Selected text
——

Egg Nogg

by Matt Robold on December 8, 2009

Egg Nogg

Egg Nogg, or Egg Nog, or Eggnog – however you spell it, it’s synonymous with the holidays.  A drink older than the term “cocktail” that many associate with it, its origins lie somewhere in the 18th Century with popular “flips” or drinks made with spirits and eggs, often served hot, but not necessarily so.

Much like the ever-popular Hot Buttered Rum, most people make Egg Nogg using a store-bought premix and then adding brandy or rum.  Of course, as you can imagine I’m about to say, you need no store-bought mixture to make Egg Nogg.  And when the question comes to “Do I use Brandy or do I use Rum?” the answer is quite nicely: BOTH!

Egg Nogg

.75 oz Brandy
.75 oz Rum
.5 oz Sugar
3 oz Whole Milk or Heavy Cream
1 Whole Egg

Mix rum, brandy, sugar, egg, and milk in a mixing tin.  Fill the tin with ice and shake like your life depends on it. Strain into a glass or goblet and garnish with freshly grated nutmeg.

The recipe you see here is cribbed from my copy of The Mixicologist, which rather blatantly “borrowed” the recipe word-for-word from Jerry Thomas’ bartending guides.  Originally calling for a “large tea-spoonful” of powdered sugar and for the mixing glass to be filled the rest of the way with “rich milk,” the Olde Time recipe of Egg Nogg is actually rather boring.  In fact, much as it pains me to do so, I’m forced to agree with Jeffrey Morgenthaler that the Jerry Thomas recipe for Egg Nogg is somewhat “watery.”

There are some things that can be done to easily correct this.  I’ve already suggested above that you might use heavy cream in the place of whole milk if you find that the texture is a tad light.  In addition, instead of using just any rum, grab a dark Jamaican such as Coruba or a rum like Cruzan Blackstrap (or BOTH!) to give the nogg some depth.  If you want to spice it up a touch, grab a bottle of spiced rum like Kraken or Old New Orleans Cajun Spiced.

If you’re feeling a little more adventurous (and have access to a bottle), try adding about .25 oz of rum cream (either Cruzan or El Dorado work beautifully) to the mixture before shaking.  Add a quarter teaspoon of fresh nutmeg to the mixing tin as well to get the spices really mixed into your cup.

Question of the Day:

What goodies (cinnamon, cider, etc.) do you like to add to your Egg Nogg?

{ 13 comments }

DJ HawaiianShirt December 8, 2009 at 7:25 am

“…grab a dark Jamaican such as Coruba or a Blackstrap rum like Cruzan Blackstrap…”

wait, there’s more than one blackstrap rum?

——

Stated exercise 1
Pull out every line from the entries below that contains the word "headland". Case matters.

Working data
——

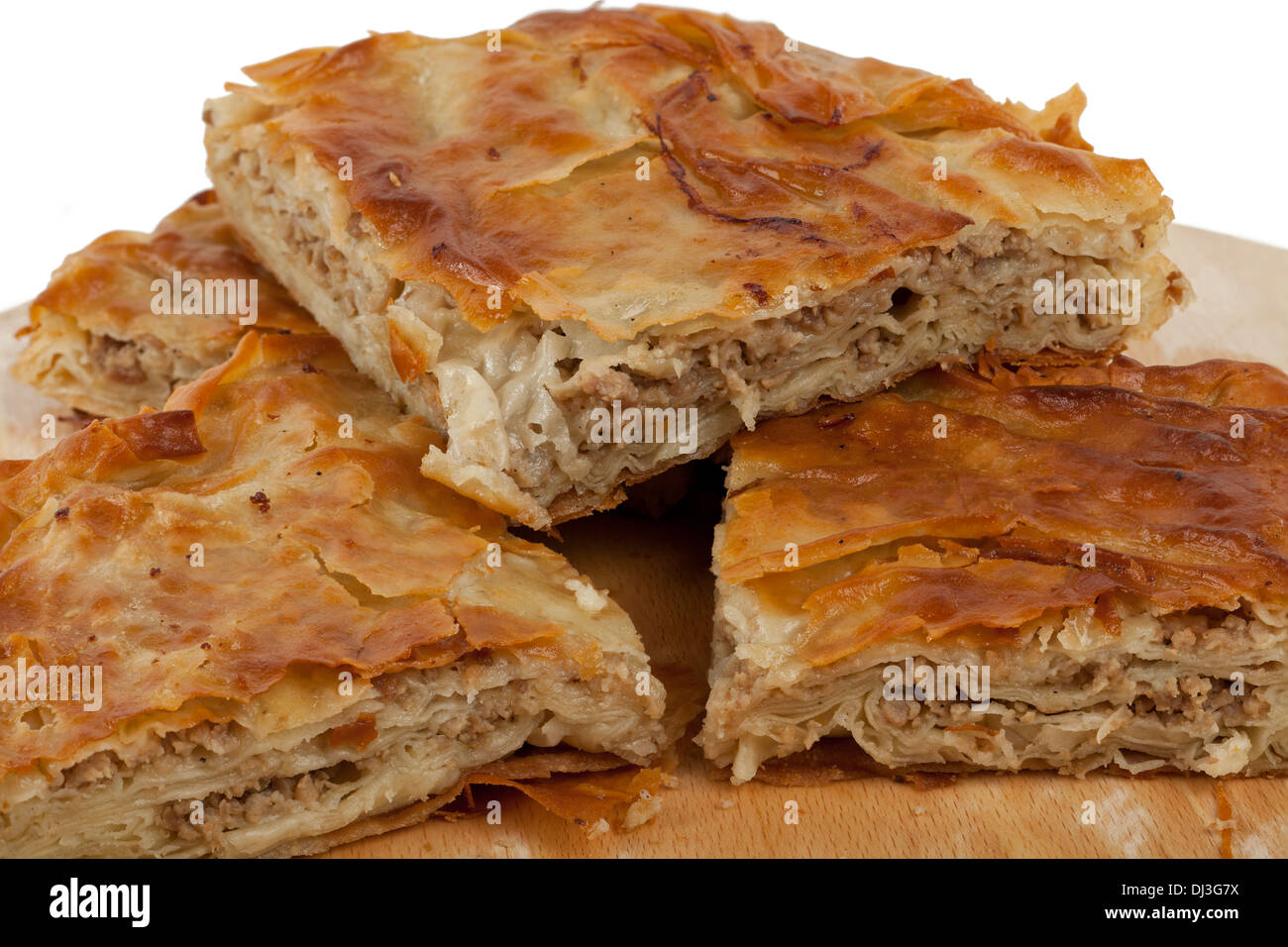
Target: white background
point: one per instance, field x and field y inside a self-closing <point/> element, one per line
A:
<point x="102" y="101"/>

——

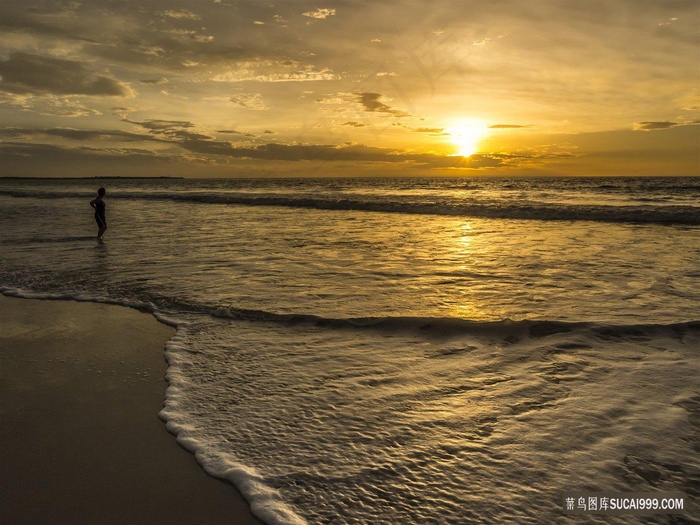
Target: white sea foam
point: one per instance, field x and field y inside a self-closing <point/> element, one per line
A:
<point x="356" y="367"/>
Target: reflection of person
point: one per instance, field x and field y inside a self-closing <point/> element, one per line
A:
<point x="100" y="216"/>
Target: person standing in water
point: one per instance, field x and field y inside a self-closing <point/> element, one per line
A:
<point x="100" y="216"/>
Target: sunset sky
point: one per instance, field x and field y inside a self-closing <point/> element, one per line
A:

——

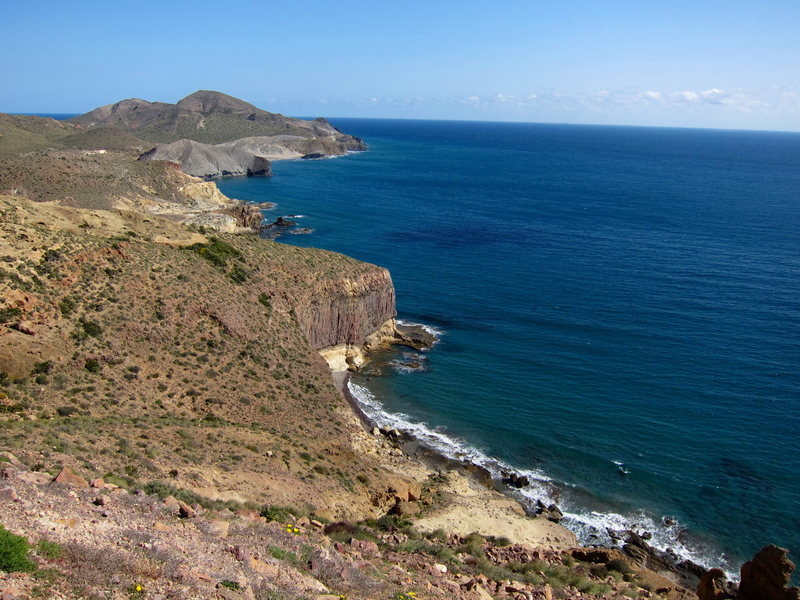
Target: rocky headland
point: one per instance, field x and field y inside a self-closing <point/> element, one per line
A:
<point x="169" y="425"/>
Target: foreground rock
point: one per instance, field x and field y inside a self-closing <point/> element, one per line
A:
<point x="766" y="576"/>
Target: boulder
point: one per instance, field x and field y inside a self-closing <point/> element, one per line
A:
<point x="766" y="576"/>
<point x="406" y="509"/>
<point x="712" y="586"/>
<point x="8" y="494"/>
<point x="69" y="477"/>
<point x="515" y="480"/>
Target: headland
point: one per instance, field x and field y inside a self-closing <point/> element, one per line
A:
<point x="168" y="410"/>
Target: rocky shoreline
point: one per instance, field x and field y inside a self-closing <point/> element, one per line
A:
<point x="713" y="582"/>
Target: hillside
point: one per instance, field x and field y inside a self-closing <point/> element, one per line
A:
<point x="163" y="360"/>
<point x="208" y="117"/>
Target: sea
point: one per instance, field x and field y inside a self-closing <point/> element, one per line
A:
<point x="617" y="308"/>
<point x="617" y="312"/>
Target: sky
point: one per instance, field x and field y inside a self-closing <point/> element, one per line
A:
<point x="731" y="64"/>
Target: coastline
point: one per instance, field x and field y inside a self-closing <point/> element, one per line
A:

——

Stated exercise 2
In the eggnog post above, what is the drink garnished with?

Exercise answer 1
Target: rocky headland
Target: headland

Exercise answer 2
Freshly grated nutmeg.